Excerpt provided —
------------------------------------------------------------------------

Li and Heller are both considered to be analogous to the claimed invention because both relate to relating lip movement with speech synthesis. Therefore, it would have been obvious to see Heller [0004]).
	Regarding claim 3, Li and Heller teach the method of claim 1, Li further teaches wherein: training the machine-learning algorithm comprises extracting a set of features from the set of training audio signals, wherein each feature in the set of features comprises a spectrogram indicating energy levels of a training audio signal (see Li col 5, lines 23-27 feature vector 115 can include energy component 403. Energy component 403 represents the energy of the sequence of the audio samples in the window, for example, using a function such as the log mean energy of the samples); and training the machine-learning algorithm on the set of training audio signals is performed using the extracted set of features (see Li col 8, lines 9-14, viseme prediction model 120 is trained using training data 130a-n. Training data can include a set of feature vector and corresponding predicted visemes. Viseme-generation application 102 can be used to generate training data 130a-n). 
	Regarding claim 9, Li and Heller teach the method of claim 1, Li further teaches wherein training the machine-learning algorithm comprises, for each audio segment in the set of training audio signals: calculating, for one or more visemes, the probability of the viseme mapping to the phoneme of the audio segment (see Li, Col 9, lines 1-10 At block 601, process 600 involves determining a feature vector for each sample of the respective audio sequence of each set of training data. For example, training data 130a includes audio samples. In that case, the viseme-generation application 102 determines, for a window of audio samples, feature vector 115 in a substantially similar manner as described with respect to block 302 in process 300; interpreted as the prediction model 102, RNN or LSTM model, is trained with training data); selecting the viseme with a high probability of mapping to the phoneme based on the context from the subsequent segment (see Li Col 9, lines 1-23 At block 603, process 600 involves receiving, from the viseme prediction model, a predicted viseme. The viseme-generation application 102 receives a predicted viseme from viseme prediction model 120. The predicted viseme corresponds to the feature vector 115, and to the corresponding input audio sequence from which the feature vector was generated); and modifying the machine-learning algorithm based on a comparison of the selected viseme to a known mapping of visemes to phonemes (see Li, col 9 lines 33-47 at block 605, process 600 involves adjusting internal parameters, or weights, of the viseme prediction model to minimize the loss function. With each iteration, the viseme-generation application 102 seeks to minimize the loss function until viseme prediction model 120 is sufficiently trained. Viseme-generation application 102 can use a backpropagation training method to optimize internal parameters of the LSTM model 500. Backpropagation updates internal parameters of the network to cause a predicted value to be closer to an expected output).
	Regarding claim 11, Li and Heller teach the method of claim 9. Li further teaches wherein selecting the viseme with the high probability of mapping to the phoneme further comprises adjusting the selection based on additional context from a prior segment that includes additional contextual audio that comes before the audio segment (see Li col 6 lines 14-23 LSTM model 500 predicts visemes based on feature vectors for past, present, or future windows in time. LSTM model 500 can consider feature vectors for future windows by delaying the output of the predicted viseme until subsequent feature vectors are received and analyzed. Delay 501, denoted by d, represents the number of time windows of look-ahead. For a current audio feature vector a.sub.t, LSTM model 500 predicts a viseme that appears d windows in the past at v.sub.t-d).

------------------------------------------------------------------------

Aim — Please copy word for word the part of the office action excerpt that begins at "Li and Heller are" and stops after "see Heller [0004]).". These records have no connection to the office action excerpt.

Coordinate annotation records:
------------------------------------------------------------------------

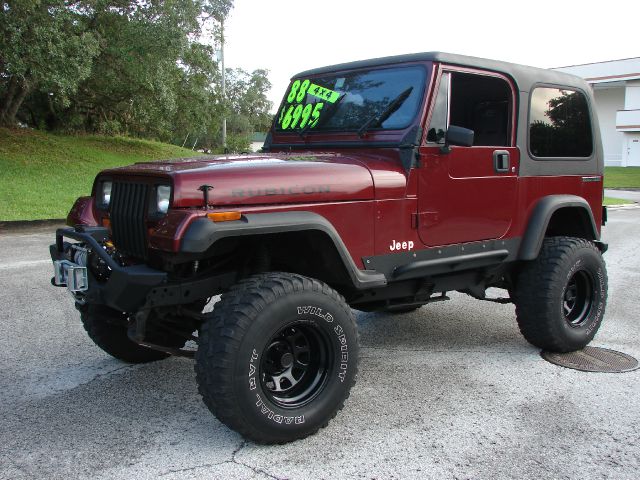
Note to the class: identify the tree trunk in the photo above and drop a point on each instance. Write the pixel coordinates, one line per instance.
(23, 91)
(7, 101)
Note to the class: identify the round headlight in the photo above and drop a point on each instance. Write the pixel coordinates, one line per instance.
(163, 195)
(104, 194)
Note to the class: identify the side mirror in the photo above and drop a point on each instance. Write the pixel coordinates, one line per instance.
(455, 135)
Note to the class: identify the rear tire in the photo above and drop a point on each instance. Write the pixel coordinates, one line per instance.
(561, 296)
(108, 330)
(277, 357)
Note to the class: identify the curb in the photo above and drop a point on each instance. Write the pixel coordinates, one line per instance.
(628, 206)
(21, 225)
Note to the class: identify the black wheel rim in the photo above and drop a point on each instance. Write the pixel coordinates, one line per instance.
(295, 365)
(578, 299)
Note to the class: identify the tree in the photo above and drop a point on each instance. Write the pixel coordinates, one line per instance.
(43, 47)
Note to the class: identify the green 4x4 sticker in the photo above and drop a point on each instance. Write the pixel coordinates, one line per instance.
(297, 113)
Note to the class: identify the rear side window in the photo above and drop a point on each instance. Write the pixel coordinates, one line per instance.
(559, 124)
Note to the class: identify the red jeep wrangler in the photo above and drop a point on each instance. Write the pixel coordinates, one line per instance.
(383, 185)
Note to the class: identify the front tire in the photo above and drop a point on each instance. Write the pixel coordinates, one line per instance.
(277, 357)
(561, 296)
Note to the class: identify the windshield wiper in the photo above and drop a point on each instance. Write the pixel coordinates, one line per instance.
(326, 115)
(395, 104)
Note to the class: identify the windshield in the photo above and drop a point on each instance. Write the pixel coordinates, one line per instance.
(340, 101)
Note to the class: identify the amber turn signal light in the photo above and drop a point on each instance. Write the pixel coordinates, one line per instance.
(224, 216)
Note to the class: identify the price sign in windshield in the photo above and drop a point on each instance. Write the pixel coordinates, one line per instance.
(297, 113)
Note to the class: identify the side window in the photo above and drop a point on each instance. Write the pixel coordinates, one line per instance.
(559, 124)
(482, 103)
(440, 116)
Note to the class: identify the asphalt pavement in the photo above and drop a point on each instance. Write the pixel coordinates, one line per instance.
(451, 391)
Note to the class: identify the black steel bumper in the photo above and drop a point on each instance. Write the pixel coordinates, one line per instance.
(127, 287)
(131, 288)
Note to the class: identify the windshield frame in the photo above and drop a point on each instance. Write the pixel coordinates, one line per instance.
(351, 133)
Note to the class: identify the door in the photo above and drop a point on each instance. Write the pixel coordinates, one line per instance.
(469, 193)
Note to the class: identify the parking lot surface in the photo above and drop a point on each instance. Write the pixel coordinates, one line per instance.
(451, 391)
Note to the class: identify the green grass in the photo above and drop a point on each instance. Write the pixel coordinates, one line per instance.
(42, 174)
(622, 177)
(608, 201)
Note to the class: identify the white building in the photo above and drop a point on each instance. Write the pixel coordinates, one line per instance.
(616, 86)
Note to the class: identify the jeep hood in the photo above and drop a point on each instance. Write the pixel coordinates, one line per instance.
(260, 179)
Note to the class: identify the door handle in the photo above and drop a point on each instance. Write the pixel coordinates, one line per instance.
(501, 162)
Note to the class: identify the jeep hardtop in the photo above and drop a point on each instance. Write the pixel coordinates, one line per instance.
(382, 185)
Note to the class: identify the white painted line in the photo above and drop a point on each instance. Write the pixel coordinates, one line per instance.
(23, 264)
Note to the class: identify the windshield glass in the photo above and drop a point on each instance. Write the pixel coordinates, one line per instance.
(340, 101)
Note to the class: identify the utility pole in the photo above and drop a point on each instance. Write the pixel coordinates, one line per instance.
(224, 91)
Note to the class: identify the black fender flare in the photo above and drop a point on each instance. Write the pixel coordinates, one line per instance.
(539, 221)
(202, 233)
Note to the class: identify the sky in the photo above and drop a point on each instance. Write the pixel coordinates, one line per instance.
(289, 36)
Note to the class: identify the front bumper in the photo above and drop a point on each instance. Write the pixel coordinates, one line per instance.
(126, 289)
(131, 288)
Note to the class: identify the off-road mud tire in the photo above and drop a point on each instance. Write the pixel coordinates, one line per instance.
(108, 330)
(235, 358)
(561, 296)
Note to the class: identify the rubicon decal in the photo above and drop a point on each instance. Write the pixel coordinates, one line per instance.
(292, 190)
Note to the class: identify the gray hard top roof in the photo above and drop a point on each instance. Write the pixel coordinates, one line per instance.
(523, 75)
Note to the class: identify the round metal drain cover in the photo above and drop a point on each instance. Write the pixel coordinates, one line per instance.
(593, 359)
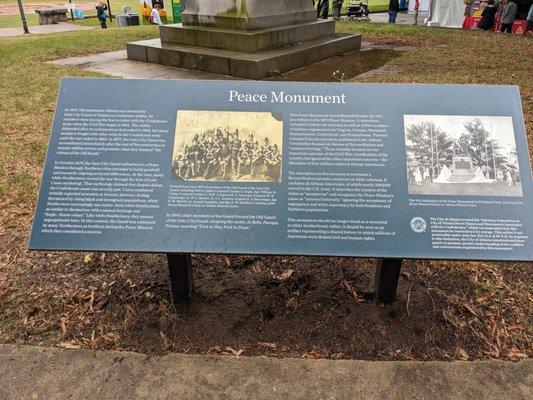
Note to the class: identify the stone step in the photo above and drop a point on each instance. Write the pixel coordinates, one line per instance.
(247, 14)
(245, 41)
(244, 65)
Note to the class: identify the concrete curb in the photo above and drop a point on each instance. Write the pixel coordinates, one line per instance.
(28, 372)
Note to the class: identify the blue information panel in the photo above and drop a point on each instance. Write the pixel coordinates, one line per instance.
(404, 171)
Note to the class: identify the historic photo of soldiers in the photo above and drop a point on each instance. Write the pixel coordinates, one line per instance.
(228, 146)
(461, 155)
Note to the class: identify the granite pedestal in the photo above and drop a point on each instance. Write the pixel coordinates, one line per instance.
(245, 38)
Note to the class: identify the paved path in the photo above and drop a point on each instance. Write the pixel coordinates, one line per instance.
(46, 373)
(43, 29)
(115, 63)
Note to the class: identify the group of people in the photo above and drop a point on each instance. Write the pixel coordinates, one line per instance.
(322, 8)
(507, 9)
(223, 155)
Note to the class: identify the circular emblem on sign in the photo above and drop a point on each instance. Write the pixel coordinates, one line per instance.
(418, 224)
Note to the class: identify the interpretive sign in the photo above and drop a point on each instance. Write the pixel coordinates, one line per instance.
(399, 171)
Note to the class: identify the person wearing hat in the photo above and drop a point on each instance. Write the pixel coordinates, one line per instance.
(487, 16)
(508, 16)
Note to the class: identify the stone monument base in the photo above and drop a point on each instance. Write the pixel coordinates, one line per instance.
(253, 54)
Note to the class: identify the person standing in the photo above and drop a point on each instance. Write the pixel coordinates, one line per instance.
(529, 19)
(322, 9)
(337, 7)
(155, 17)
(508, 16)
(487, 16)
(394, 7)
(100, 13)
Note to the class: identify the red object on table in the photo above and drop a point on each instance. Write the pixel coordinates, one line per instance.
(519, 26)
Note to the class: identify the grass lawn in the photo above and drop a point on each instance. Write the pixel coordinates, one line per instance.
(8, 21)
(461, 310)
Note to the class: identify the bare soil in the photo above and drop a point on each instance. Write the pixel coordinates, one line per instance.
(277, 306)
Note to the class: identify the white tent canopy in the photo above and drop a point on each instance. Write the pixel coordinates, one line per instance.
(423, 7)
(446, 13)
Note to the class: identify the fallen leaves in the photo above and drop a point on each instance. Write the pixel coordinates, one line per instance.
(351, 291)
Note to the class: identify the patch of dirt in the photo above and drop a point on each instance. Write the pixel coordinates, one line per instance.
(312, 307)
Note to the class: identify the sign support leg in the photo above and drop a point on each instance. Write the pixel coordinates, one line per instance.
(181, 281)
(386, 280)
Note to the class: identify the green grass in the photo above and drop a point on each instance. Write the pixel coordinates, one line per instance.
(28, 85)
(28, 92)
(9, 21)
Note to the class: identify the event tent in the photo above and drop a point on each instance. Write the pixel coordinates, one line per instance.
(446, 13)
(423, 7)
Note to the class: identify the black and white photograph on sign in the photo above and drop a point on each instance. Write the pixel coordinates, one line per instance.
(228, 146)
(461, 155)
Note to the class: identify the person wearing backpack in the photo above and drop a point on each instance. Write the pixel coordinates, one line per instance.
(394, 8)
(100, 13)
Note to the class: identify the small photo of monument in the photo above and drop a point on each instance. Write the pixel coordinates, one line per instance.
(228, 146)
(461, 155)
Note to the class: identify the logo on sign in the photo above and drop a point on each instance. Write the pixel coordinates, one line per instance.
(418, 225)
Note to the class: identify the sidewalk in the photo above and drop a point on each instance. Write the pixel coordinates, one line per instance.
(47, 373)
(43, 29)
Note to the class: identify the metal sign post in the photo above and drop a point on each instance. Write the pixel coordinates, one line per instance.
(23, 17)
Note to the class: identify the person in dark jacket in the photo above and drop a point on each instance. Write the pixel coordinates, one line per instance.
(508, 16)
(322, 9)
(529, 19)
(100, 13)
(337, 7)
(394, 7)
(487, 16)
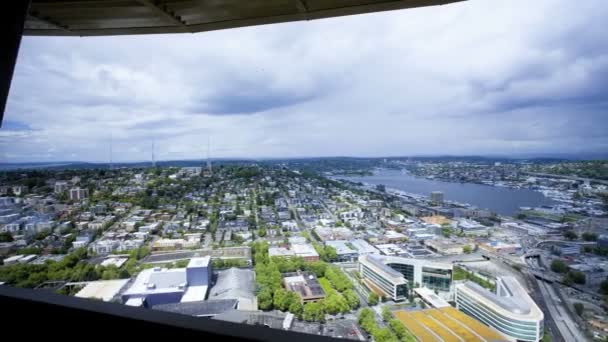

------------------------------------------------------------------------

Result of the exercise —
Li and Heller are both considered to be analogous to the claimed invention because both relate to relating lip movement with speech synthesis. Therefore, it would have been obvious to see Heller [0004]).